### Given text

Harry Winston – the man behind the diamond legend
The name Harry Winston is now synonymous with the high end jewellery manufacturer but this disguises the fact that the man behind it was born with almost nothing. His parents arrived in the United States in 1890 from the Ukraine and Harry was born on 1st March 1896 into a life that would be in stark contrast to his later years. Harry Winston started what would become a gemstone and jewellery empire from a small store in Manhattan’s Upper West Side. He learned the jewellery trade from his father, Jacob Winston, and by the age of just 12 the young Harry was able to recognise a precious two carat emerald among low value stones in a local pawn shop, purchase the stone for $0.25 and immediately sell it for over $800. Thus he had shown the talent that was to make him one of America’s most successful second generation immigrants! Today the Harry Winston Inc is listed on the NYSE (New York Stock Exchange) and it owns high end retail outlets around the world in addition to sizeable share in a Canadian diamond operation.
(A signature Harry Winston Diamond & Emerald necklace)

######
### Supplied information

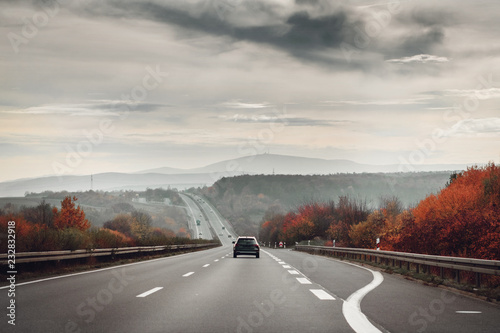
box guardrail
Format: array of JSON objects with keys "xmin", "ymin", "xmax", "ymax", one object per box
[
  {"xmin": 295, "ymin": 245, "xmax": 500, "ymax": 287},
  {"xmin": 0, "ymin": 243, "xmax": 219, "ymax": 265}
]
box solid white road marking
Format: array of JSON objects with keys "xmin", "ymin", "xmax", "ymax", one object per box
[
  {"xmin": 297, "ymin": 278, "xmax": 312, "ymax": 284},
  {"xmin": 136, "ymin": 287, "xmax": 163, "ymax": 297},
  {"xmin": 309, "ymin": 289, "xmax": 335, "ymax": 301},
  {"xmin": 342, "ymin": 263, "xmax": 384, "ymax": 333}
]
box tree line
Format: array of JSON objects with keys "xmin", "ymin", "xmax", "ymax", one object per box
[
  {"xmin": 259, "ymin": 163, "xmax": 500, "ymax": 260},
  {"xmin": 0, "ymin": 196, "xmax": 197, "ymax": 252}
]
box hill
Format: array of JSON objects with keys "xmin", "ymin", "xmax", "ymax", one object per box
[{"xmin": 201, "ymin": 171, "xmax": 451, "ymax": 235}]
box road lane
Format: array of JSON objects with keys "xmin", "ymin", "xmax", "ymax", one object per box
[
  {"xmin": 264, "ymin": 248, "xmax": 500, "ymax": 333},
  {"xmin": 0, "ymin": 247, "xmax": 351, "ymax": 332}
]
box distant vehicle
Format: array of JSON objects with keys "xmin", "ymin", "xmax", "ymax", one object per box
[{"xmin": 233, "ymin": 236, "xmax": 260, "ymax": 258}]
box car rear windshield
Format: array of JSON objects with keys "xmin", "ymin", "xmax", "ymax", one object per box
[{"xmin": 238, "ymin": 238, "xmax": 256, "ymax": 245}]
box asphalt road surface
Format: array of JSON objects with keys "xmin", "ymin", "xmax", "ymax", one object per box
[
  {"xmin": 0, "ymin": 195, "xmax": 500, "ymax": 333},
  {"xmin": 0, "ymin": 245, "xmax": 500, "ymax": 332}
]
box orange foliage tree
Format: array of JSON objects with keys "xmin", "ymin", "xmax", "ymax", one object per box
[
  {"xmin": 52, "ymin": 196, "xmax": 90, "ymax": 231},
  {"xmin": 392, "ymin": 163, "xmax": 500, "ymax": 260}
]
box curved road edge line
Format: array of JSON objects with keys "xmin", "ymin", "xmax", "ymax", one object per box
[{"xmin": 342, "ymin": 265, "xmax": 384, "ymax": 333}]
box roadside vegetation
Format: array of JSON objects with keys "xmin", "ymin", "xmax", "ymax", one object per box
[
  {"xmin": 259, "ymin": 163, "xmax": 500, "ymax": 260},
  {"xmin": 0, "ymin": 189, "xmax": 201, "ymax": 252}
]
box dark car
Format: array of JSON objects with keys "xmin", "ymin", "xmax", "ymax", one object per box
[{"xmin": 233, "ymin": 236, "xmax": 260, "ymax": 258}]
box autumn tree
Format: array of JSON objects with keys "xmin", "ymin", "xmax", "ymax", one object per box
[
  {"xmin": 52, "ymin": 196, "xmax": 90, "ymax": 231},
  {"xmin": 130, "ymin": 210, "xmax": 153, "ymax": 240},
  {"xmin": 393, "ymin": 163, "xmax": 500, "ymax": 260},
  {"xmin": 104, "ymin": 214, "xmax": 132, "ymax": 237}
]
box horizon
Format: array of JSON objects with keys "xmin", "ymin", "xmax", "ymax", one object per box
[{"xmin": 0, "ymin": 0, "xmax": 500, "ymax": 182}]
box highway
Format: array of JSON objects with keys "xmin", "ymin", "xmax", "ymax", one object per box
[{"xmin": 0, "ymin": 193, "xmax": 500, "ymax": 333}]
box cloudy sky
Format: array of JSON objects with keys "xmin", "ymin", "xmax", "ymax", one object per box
[{"xmin": 0, "ymin": 0, "xmax": 500, "ymax": 181}]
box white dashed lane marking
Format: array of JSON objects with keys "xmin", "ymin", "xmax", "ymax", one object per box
[
  {"xmin": 136, "ymin": 287, "xmax": 163, "ymax": 297},
  {"xmin": 309, "ymin": 289, "xmax": 335, "ymax": 301},
  {"xmin": 297, "ymin": 278, "xmax": 312, "ymax": 284}
]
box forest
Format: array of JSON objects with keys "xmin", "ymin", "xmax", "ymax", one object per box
[
  {"xmin": 259, "ymin": 163, "xmax": 500, "ymax": 260},
  {"xmin": 200, "ymin": 172, "xmax": 451, "ymax": 236},
  {"xmin": 0, "ymin": 189, "xmax": 199, "ymax": 252}
]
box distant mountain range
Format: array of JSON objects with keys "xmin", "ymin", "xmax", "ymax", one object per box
[
  {"xmin": 0, "ymin": 154, "xmax": 476, "ymax": 197},
  {"xmin": 137, "ymin": 154, "xmax": 468, "ymax": 178}
]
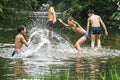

######

List of tasks —
#1 In the Harry Winston piece, translate this sentence into Spanish: "Harry Winston started what would become a gemstone and jewellery empire from a small store in Manhattan’s Upper West Side."
#2 Check each statement against the Harry Winston piece. For each, answer yes or no and quote the words from the piece that decide it.
(a) Harry Winston's parents came to the United States from the Ukraine in 1890.
(b) Harry Winston learned the jewellery trade from his mother.
(c) At age 12, Harry Winston paid $800 for a two carat emerald.
#3 Carry on the Harry Winston piece from its final line, the caption about the necklace.

Results by task —
#1 Harry Winston comenzó lo que se convertiría en un imperio de piedras preciosas y joyería desde una pequeña tienda en el Upper West Side de Manhattan.

#2
(a) Yes: "His parents arrived in the United States in 1890 from the Ukraine"
(b) No: "He learned the jewellery trade from his father, Jacob Winston"
(c) No: "purchase the stone for $0.25 and immediately sell it for over $800"

#3
A few years after this formative deal, Winston graduated high school and began to work for his father full time. He started by buying some stock from his father which he sold for a profit and used the capital to start his own business with $2,000 at the age of just 19. Initially he bought and sold diamonds on the New York Diamond Exchange and in just 2 years of doing this he had increased his original investment 15 fold to more than $30,000, a princely sum in 1917. However it didn’t all go the young Harry’s way and at one point a member of his staff ran off with his entire stock and all of his cash which almost bankrupted the business! Luckily Winston was able to raise a bank loan and restart his operation from scratch, narrowly avoided a total disaster. Ever the shrewd entrepreneur, his next move was to buy antique jewellery from the contents sales of old estates, reset the precious stones into more modern pieces, attune to contemporary tastes, and sell them on with a sizeable margin. He became so adept at this he was able to buy the entire jewellery collection from one estate sale for over $1 million and a year later he was able to purchase another for $2 million!
(A dated piece HW acquired in the estate sale after the death of railway tycoon Henry E. Huntington)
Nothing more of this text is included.